Problem to work on — Please turn the material below into a Markdown table with the columns "Row" and "Line". Number each line in order and leave out blank lines.

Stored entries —
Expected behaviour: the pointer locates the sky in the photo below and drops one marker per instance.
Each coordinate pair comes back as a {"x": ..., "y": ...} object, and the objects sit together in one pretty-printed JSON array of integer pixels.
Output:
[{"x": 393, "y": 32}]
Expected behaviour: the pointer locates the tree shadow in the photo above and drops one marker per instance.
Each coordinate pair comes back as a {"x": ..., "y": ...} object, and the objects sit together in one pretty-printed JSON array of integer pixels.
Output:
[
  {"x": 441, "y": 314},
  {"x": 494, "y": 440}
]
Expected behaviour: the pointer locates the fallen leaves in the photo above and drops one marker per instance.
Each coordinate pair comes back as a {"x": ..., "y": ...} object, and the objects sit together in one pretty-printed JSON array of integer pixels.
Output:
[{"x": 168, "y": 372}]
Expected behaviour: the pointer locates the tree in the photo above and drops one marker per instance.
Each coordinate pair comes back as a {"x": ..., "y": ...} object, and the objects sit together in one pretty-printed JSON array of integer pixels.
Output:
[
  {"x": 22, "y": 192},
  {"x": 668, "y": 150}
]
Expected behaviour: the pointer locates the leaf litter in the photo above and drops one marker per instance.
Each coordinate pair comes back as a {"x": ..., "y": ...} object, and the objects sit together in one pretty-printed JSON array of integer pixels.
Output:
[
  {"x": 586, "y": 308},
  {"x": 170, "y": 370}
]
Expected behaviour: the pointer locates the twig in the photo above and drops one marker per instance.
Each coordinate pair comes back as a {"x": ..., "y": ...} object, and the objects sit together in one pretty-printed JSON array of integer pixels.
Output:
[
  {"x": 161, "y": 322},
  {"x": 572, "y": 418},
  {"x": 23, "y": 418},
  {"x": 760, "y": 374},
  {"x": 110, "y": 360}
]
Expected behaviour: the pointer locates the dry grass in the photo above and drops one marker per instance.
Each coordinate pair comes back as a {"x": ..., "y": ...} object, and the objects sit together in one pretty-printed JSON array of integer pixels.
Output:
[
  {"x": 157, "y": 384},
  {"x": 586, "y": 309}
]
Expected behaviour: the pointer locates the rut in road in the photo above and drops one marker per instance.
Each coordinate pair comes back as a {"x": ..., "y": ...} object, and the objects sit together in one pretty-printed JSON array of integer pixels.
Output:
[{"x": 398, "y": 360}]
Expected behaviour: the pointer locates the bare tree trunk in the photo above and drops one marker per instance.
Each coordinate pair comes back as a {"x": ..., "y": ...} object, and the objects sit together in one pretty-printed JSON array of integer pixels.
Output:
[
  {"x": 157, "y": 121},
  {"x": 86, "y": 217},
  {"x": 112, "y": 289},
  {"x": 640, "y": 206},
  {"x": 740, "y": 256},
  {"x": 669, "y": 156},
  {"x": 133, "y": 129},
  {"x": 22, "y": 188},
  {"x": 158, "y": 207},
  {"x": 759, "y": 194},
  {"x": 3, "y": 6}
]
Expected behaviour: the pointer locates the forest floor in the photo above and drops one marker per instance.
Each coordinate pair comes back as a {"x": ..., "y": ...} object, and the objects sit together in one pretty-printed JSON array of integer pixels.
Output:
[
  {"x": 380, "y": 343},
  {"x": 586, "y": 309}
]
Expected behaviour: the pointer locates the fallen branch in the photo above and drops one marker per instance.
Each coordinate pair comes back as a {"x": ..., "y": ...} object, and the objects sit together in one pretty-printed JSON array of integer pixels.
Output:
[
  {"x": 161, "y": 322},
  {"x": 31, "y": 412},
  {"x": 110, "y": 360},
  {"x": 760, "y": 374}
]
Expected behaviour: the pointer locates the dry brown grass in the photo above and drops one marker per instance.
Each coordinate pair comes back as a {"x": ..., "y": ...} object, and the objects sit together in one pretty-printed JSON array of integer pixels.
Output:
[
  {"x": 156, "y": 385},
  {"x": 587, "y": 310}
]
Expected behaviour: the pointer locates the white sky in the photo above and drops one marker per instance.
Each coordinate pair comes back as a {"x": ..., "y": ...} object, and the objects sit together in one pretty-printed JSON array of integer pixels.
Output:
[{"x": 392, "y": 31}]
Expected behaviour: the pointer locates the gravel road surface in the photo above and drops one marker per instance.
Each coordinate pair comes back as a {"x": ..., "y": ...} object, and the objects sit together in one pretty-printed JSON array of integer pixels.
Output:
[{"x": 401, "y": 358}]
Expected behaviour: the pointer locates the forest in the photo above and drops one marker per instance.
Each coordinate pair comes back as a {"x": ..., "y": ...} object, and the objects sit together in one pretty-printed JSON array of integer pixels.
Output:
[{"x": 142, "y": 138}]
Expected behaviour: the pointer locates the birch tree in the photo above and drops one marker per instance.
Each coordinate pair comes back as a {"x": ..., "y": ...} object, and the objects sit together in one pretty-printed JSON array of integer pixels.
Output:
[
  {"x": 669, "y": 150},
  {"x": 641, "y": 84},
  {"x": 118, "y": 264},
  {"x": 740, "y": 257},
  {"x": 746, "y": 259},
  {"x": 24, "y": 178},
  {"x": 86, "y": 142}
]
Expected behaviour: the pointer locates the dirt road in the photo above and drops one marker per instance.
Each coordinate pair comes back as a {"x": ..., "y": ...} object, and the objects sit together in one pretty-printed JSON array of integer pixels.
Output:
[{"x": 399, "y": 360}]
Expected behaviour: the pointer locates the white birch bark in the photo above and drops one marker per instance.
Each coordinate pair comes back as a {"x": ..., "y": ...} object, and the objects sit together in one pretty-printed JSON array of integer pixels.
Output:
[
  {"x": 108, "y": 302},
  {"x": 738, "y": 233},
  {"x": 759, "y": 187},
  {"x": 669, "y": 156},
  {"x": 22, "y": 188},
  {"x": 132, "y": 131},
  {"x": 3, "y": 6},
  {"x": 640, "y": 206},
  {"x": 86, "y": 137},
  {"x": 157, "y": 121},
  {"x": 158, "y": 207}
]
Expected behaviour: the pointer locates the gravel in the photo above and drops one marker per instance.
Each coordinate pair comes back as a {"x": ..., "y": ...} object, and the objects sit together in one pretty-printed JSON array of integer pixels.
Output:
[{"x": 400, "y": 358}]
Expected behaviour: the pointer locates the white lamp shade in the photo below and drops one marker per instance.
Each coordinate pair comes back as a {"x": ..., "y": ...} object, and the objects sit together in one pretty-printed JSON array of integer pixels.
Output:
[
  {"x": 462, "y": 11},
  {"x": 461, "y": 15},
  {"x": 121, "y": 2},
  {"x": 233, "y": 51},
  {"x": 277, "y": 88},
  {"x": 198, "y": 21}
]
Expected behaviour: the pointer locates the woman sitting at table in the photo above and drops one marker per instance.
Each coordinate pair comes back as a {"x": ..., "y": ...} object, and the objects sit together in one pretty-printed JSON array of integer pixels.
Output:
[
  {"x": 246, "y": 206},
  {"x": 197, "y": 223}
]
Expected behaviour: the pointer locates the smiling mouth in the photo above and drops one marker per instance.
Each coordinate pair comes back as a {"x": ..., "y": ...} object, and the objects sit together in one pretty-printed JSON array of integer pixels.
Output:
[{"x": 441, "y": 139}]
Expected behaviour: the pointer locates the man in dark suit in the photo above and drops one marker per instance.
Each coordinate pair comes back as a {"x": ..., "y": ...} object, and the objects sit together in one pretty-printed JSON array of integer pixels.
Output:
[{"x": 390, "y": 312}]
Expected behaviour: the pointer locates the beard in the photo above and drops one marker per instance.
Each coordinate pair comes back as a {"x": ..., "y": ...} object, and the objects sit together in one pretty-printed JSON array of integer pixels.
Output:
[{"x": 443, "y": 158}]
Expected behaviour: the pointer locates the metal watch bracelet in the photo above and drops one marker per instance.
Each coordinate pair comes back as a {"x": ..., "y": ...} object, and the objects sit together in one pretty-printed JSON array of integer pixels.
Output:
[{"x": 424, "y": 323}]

Result of this exercise —
| Row | Line |
|---|---|
| 1 | Expected behaviour: the pointer locates the sky in the photo below and drops one marker per instance. |
| 2 | Each coordinate pair comes back as a {"x": ..., "y": ...} object, and the objects sit together in one pretty-printed JSON array of integer pixels. |
| 3 | Output: |
| 4 | [{"x": 393, "y": 32}] |
| 5 | Expected behaviour: the pointer locates the tree shadow in the photo above and drops one marker per instance. |
| 6 | Each coordinate pair comes back as a {"x": ..., "y": ...} object, and the objects sit together in one pretty-printed JSON array of integer pixels. |
| 7 | Output: |
| 8 | [ |
| 9 |   {"x": 441, "y": 314}, |
| 10 |   {"x": 494, "y": 440} |
| 11 | ] |
| 12 | Expected behaviour: the pointer locates the fallen leaves in the photo above and drops one marker per instance. |
| 13 | Each coordinate pair comes back as a {"x": ..., "y": ...} object, and the objects sit together in one pretty-printed JSON array of integer pixels. |
| 14 | Output: |
| 15 | [{"x": 168, "y": 372}] |
| 16 | Expected behaviour: the pointer locates the tree in the photo above and drops one marker per instance. |
| 17 | Each coordinate pair comes back as a {"x": ..., "y": ...} object, and the objects sit together in one pretty-printed JSON array of integer pixels. |
| 18 | Output: |
| 19 | [ |
| 20 |   {"x": 22, "y": 192}, |
| 21 |   {"x": 668, "y": 150} |
| 22 | ] |
| 23 | Expected behaviour: the pointer locates the leaf litter in the photo above and drops one marker per instance. |
| 24 | Each coordinate pair comes back as a {"x": ..., "y": ...} object, and the objects sit together in one pretty-printed JSON array of integer pixels. |
| 25 | Output: |
| 26 | [ |
| 27 |   {"x": 586, "y": 308}, |
| 28 |   {"x": 170, "y": 370} |
| 29 | ] |
| 30 | Expected behaviour: the pointer locates the twig in the photo above and drops one marker per instance. |
| 31 | Each coordinate pair comes back as a {"x": ..., "y": ...} object, and the objects sit together in one pretty-printed JSON array of integer pixels. |
| 32 | Output: |
| 33 | [ |
| 34 |   {"x": 161, "y": 322}, |
| 35 |   {"x": 572, "y": 418}, |
| 36 |   {"x": 23, "y": 418}, |
| 37 |   {"x": 760, "y": 374}, |
| 38 |   {"x": 110, "y": 360} |
| 39 | ] |
| 40 | Expected behaviour: the pointer locates the dry grass in the photo above and drops one marker per instance. |
| 41 | Each coordinate pair comes back as a {"x": ..., "y": ...} object, and the objects sit together in one pretty-printed JSON array of integer pixels. |
| 42 | Output: |
| 43 | [ |
| 44 |   {"x": 157, "y": 384}, |
| 45 |   {"x": 586, "y": 309} |
| 46 | ] |
| 47 | Expected behaviour: the pointer locates the rut in road in the photo above and drops one marker per instance. |
| 48 | Each coordinate pair comes back as a {"x": ..., "y": ...} object, and the objects sit together in one pretty-printed JSON array of integer pixels. |
| 49 | Output: |
| 50 | [{"x": 398, "y": 360}] |
| 51 | Expected behaviour: the pointer locates the bare tree trunk in the photo above and drops one marker per instance. |
| 52 | Each coordinate pair comes back as a {"x": ..., "y": ...} object, and the objects sit together in one pretty-printed JSON array of integer pixels. |
| 53 | Output: |
| 54 | [ |
| 55 |   {"x": 157, "y": 121}, |
| 56 |   {"x": 86, "y": 217}, |
| 57 |   {"x": 112, "y": 289}, |
| 58 |   {"x": 640, "y": 206}, |
| 59 |   {"x": 740, "y": 256}, |
| 60 |   {"x": 669, "y": 156}, |
| 61 |   {"x": 133, "y": 129}, |
| 62 |   {"x": 22, "y": 188}, |
| 63 |   {"x": 158, "y": 207}, |
| 64 |   {"x": 759, "y": 194}, |
| 65 |   {"x": 3, "y": 6} |
| 66 | ] |
| 67 | Expected behaviour: the pointer locates the forest floor in the photo above and drops one marker per instance. |
| 68 | Each coordinate pair comes back as a {"x": ..., "y": ...} object, and the objects sit together in one pretty-printed JSON array of integer pixels. |
| 69 | Output: |
| 70 | [ |
| 71 |   {"x": 380, "y": 343}, |
| 72 |   {"x": 586, "y": 309} |
| 73 | ] |
| 74 | Expected behaviour: the pointer locates the fallen branch in the photo above and drops one marker per instance. |
| 75 | Each coordinate pair comes back as a {"x": ..., "y": ...} object, and the objects sit together in one pretty-printed JSON array of integer pixels. |
| 76 | Output: |
| 77 | [ |
| 78 |   {"x": 161, "y": 322}, |
| 79 |   {"x": 31, "y": 412}, |
| 80 |   {"x": 110, "y": 360}, |
| 81 |   {"x": 760, "y": 374} |
| 82 | ] |
| 83 | Expected behaviour: the pointer locates the dry brown grass in the photo above and drops one marker per instance. |
| 84 | Each coordinate pair comes back as a {"x": ..., "y": ...} object, and the objects sit together in one pretty-printed JSON array of integer pixels. |
| 85 | Output: |
| 86 | [ |
| 87 |   {"x": 156, "y": 385}, |
| 88 |   {"x": 587, "y": 310} |
| 89 | ] |
| 90 | Expected behaviour: the pointer locates the white sky in the photo above and drops one marker per instance. |
| 91 | Each coordinate pair comes back as a {"x": ..., "y": ...} object, and the objects sit together in one pretty-printed JSON array of integer pixels. |
| 92 | Output: |
| 93 | [{"x": 392, "y": 31}] |
| 94 | Expected behaviour: the pointer locates the gravel road surface in the photo above and drops one marker per instance. |
| 95 | Each coordinate pair comes back as a {"x": ..., "y": ...} object, and the objects sit together in one pretty-printed JSON array of integer pixels. |
| 96 | Output: |
| 97 | [{"x": 401, "y": 358}] |
| 98 | Expected behaviour: the pointer locates the forest in the photo above and drops one marker per instance. |
| 99 | Each coordinate pair comes back as a {"x": ..., "y": ...} object, and the objects sit together in one pretty-printed JSON array of integer pixels. |
| 100 | Output: |
| 101 | [{"x": 142, "y": 138}] |
| 102 | Expected behaviour: the pointer locates the birch tree in the photo above and drops one marker per instance. |
| 103 | Each coordinate pair comes back as a {"x": ..., "y": ...} object, and the objects sit together in one pretty-printed JSON array of integer pixels. |
| 104 | Output: |
| 105 | [ |
| 106 |   {"x": 669, "y": 150}, |
| 107 |   {"x": 641, "y": 84}, |
| 108 |   {"x": 118, "y": 264}, |
| 109 |   {"x": 740, "y": 257}, |
| 110 |   {"x": 746, "y": 259}, |
| 111 |   {"x": 24, "y": 178}, |
| 112 |   {"x": 86, "y": 142} |
| 113 | ] |
| 114 | Expected behaviour: the pointer locates the dirt road in the photo above and drops one marker per instance. |
| 115 | Each coordinate pair comes back as a {"x": ..., "y": ...} object, and the objects sit together in one pretty-printed JSON array of integer pixels. |
| 116 | Output: |
| 117 | [{"x": 399, "y": 360}] |
| 118 | Expected behaviour: the pointer locates the white birch bark in the photo above and drops one marker per instance. |
| 119 | Each coordinate pair comes back as a {"x": ..., "y": ...} object, and the objects sit together in one pretty-printed JSON array of integer pixels. |
| 120 | Output: |
| 121 | [ |
| 122 |   {"x": 108, "y": 302}, |
| 123 |   {"x": 738, "y": 233}, |
| 124 |   {"x": 759, "y": 187}, |
| 125 |   {"x": 669, "y": 156}, |
| 126 |   {"x": 22, "y": 188}, |
| 127 |   {"x": 132, "y": 131}, |
| 128 |   {"x": 3, "y": 6}, |
| 129 |   {"x": 640, "y": 206}, |
| 130 |   {"x": 86, "y": 137}, |
| 131 |   {"x": 157, "y": 121}, |
| 132 |   {"x": 158, "y": 207} |
| 133 | ] |
| 134 | Expected behaviour: the pointer locates the gravel in the photo above and drops one marker per instance. |
| 135 | Each coordinate pair comes back as a {"x": ..., "y": ...} object, and the objects sit together in one pretty-printed JSON array of integer pixels. |
| 136 | Output: |
| 137 | [{"x": 400, "y": 358}] |
| 138 | Expected behaviour: the pointer locates the white lamp shade in the photo below and drops one marker per instance. |
| 139 | Each coordinate pair comes back as a {"x": ..., "y": ...} object, and the objects sit together in one pretty-printed JSON array of integer pixels. |
| 140 | Output: |
| 141 | [ |
| 142 |   {"x": 462, "y": 11}, |
| 143 |   {"x": 461, "y": 15}, |
| 144 |   {"x": 121, "y": 2}, |
| 145 |   {"x": 233, "y": 51}, |
| 146 |   {"x": 277, "y": 88}, |
| 147 |   {"x": 198, "y": 21} |
| 148 | ] |
| 149 | Expected behaviour: the pointer locates the woman sitting at table in the photo above and drops one marker per instance. |
| 150 | Each coordinate pair comes back as a {"x": ..., "y": ...} object, and the objects sit together in one pretty-printed JSON array of integer pixels. |
| 151 | Output: |
| 152 | [ |
| 153 |   {"x": 246, "y": 206}, |
| 154 |   {"x": 197, "y": 223} |
| 155 | ] |
| 156 | Expected behaviour: the pointer locates the smiling mouth in the photo above and drops one marker per instance. |
| 157 | Each coordinate pair comes back as a {"x": ..., "y": ...} object, and the objects sit together in one pretty-printed JSON array of integer pixels. |
| 158 | Output: |
| 159 | [{"x": 441, "y": 139}] |
| 160 | Expected behaviour: the pointer locates the man in dark suit in the photo above and drops one marker per instance. |
| 161 | Each coordinate pair comes back as a {"x": ..., "y": ...} object, and the objects sit together in one pretty-printed JSON array of integer pixels. |
| 162 | Output: |
| 163 | [{"x": 390, "y": 312}] |
| 164 | Expected behaviour: the pointer locates the beard in the photo above and drops one marker per instance. |
| 165 | Each coordinate pair comes back as a {"x": ..., "y": ...} object, and the objects sit together in one pretty-printed JSON array of integer pixels. |
| 166 | Output: |
| 167 | [{"x": 443, "y": 158}] |
| 168 | Expected behaviour: the pointer locates the metal watch bracelet in the photo above and drops one marker per instance. |
| 169 | Each coordinate pair comes back as a {"x": ..., "y": ...} object, and the objects sit together in one pretty-printed JSON array of integer pixels. |
| 170 | Output: |
| 171 | [{"x": 424, "y": 323}] |